# Work to be completed
Wherever "task" occurs in the entries, copy the line that holds it.

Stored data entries

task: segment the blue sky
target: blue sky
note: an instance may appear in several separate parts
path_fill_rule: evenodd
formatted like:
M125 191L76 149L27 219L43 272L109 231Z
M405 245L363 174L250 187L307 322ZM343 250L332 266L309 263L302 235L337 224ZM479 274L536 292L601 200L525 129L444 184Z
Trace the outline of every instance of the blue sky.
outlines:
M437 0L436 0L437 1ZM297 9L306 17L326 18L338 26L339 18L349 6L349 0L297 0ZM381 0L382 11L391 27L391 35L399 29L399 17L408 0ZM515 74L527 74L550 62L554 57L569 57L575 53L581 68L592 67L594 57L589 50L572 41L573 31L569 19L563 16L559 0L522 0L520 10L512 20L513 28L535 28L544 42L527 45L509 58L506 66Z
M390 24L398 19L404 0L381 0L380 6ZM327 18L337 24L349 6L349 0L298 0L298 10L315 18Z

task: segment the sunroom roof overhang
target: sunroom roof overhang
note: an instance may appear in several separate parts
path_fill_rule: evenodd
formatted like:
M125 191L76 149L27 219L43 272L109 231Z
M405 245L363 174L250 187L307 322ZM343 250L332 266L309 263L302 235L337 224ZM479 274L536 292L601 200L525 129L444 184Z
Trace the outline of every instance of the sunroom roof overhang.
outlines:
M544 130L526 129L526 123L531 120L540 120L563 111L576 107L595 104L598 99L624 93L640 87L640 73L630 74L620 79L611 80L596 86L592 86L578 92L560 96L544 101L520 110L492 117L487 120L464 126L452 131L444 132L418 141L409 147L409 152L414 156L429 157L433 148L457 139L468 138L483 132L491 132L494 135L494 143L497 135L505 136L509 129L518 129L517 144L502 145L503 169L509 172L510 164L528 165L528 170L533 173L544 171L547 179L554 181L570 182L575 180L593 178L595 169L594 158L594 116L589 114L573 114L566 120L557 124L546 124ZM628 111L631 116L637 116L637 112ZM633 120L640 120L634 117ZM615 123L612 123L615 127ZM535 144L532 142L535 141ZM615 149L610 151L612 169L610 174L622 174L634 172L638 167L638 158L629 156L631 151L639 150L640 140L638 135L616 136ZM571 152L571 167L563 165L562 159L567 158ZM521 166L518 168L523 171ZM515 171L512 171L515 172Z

# Answer space
task: segment the blue sky
task: segment the sunroom roof overhang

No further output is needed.